■ **Görev A**: Greta Thunberg yazısında "Greta Thunberg’i anlamak" sözcüklerini içeren ifadeyle açılıp "doğrudan konuşmaya başladılar." ile kapanan bölümü, "gezegen" sözcüğünü "dünya" olarak değiştirerek yeniden yazın.

■ **Okunacak metin**:
Greta Thunberg’i anlamak
Otuz yıl boyunca sürdürülebilir kalkınmadan, gelecek kuşaklar için üzerindeki kaynaklarla birlikte yaşanır bir gezegen bırakmaktan bahsederken bu, salt bir etik sorumluluk olarak dile getiriliyordu. Diğer bir ifadeyle, kuşaklar arası adalet probleminin bir tarafı masada yoktu ve bizim yüzümüze hiçbir şey söylemiyordu. Greta’yla birlikte gelecek kuşaklar şimdiki kuşakların yüzüne doğrudan konuşmaya başladılar.
Ali K. Saysel*
Yazının başlığı aslında “Gretaları, Gelecek İçin Cumalar (Fridays for Future) Hareketi’ni anlamaya çalışmak” olmalıydı. Hep öyle değil midir? Bir tepki, huzursuzluk birikir; bu damıtılmış ifadesini öncü bir bireyin veya grubun dramatik bir eyleminde ve söyleminde bulur. Peşinden kitleleri sürükler ve gizil hoşnutsuzluğun gün yüzüne çıktığı, taleplerin formüle edildiği bir harekete dönüşür. Bir sonraki aşama bu talepleri hem dayatacak, hem de alternatif pratikler örgütleyecek toplumsal ayakların, buna hizmet edecek liderliklerin inşasıdır. Akış bu derece doğrusal olmasa da toplumsal hareketlerin büyümesi ve inşası bir ölçüde bu şablona uygun olarak gerçekleşir.

■ **Alıştırma malzemeleri**:
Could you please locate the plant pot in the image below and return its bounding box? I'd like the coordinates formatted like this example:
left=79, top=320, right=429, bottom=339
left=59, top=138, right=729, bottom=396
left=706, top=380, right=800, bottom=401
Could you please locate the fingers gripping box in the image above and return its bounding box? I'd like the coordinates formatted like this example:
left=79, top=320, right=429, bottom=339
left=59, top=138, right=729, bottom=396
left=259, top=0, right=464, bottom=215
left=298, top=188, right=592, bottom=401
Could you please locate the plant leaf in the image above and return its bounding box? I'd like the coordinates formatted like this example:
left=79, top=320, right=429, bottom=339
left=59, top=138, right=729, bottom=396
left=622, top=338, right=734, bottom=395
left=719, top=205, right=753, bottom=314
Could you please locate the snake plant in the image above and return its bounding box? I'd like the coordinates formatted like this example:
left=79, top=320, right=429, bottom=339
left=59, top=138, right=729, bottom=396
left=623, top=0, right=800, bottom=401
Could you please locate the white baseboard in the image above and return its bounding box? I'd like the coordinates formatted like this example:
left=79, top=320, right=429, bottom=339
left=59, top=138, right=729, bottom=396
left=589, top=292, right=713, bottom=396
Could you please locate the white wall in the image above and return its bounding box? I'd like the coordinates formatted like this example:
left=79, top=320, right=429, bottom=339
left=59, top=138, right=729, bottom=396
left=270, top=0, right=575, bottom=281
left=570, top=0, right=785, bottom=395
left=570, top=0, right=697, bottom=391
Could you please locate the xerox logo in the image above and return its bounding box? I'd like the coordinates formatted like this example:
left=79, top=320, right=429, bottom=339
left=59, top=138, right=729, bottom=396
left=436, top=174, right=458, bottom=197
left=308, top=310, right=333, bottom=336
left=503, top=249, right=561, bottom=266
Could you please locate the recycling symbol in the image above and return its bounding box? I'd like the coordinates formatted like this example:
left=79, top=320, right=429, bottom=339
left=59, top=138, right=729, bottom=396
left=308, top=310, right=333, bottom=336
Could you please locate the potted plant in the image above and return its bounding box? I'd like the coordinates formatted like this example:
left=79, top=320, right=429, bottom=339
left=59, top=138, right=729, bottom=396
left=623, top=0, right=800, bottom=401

■ **Görev B**: Kayıtların başından "left=706, top=380, right=800, bottom=401" içeren satıra kadar uzanan bölümü (iki uç da dahil) yalnızca bu satırlarla sınırlı, "istem" ve "yanıt" sütunlarından oluşan bir CSV olarak düzenleyin. Her kayıt için bir satır olsun, her alan tırnak içinde yer alsın ve alanlardaki satır sonları boşluğa çevrilsin.

■ **Çıktı A**:
Greta Thunberg’i anlamak
Otuz yıl boyunca sürdürülebilir kalkınmadan, gelecek kuşaklar için üzerindeki kaynaklarla birlikte yaşanır bir dünya bırakmaktan bahsederken bu, salt bir etik sorumluluk olarak dile getiriliyordu. Diğer bir ifadeyle, kuşaklar arası adalet probleminin bir tarafı masada yoktu ve bizim yüzümüze hiçbir şey söylemiyordu. Greta’yla birlikte gelecek kuşaklar şimdiki kuşakların yüzüne doğrudan konuşmaya başladılar.

■ **Çıktı B**:
istem,yanıt
"Could you please locate the plant pot in the image below and return its bounding box? I'd like the coordinates formatted like this example: left=79, top=320, right=429, bottom=339 left=59, top=138, right=729, bottom=396","left=706, top=380, right=800, bottom=401"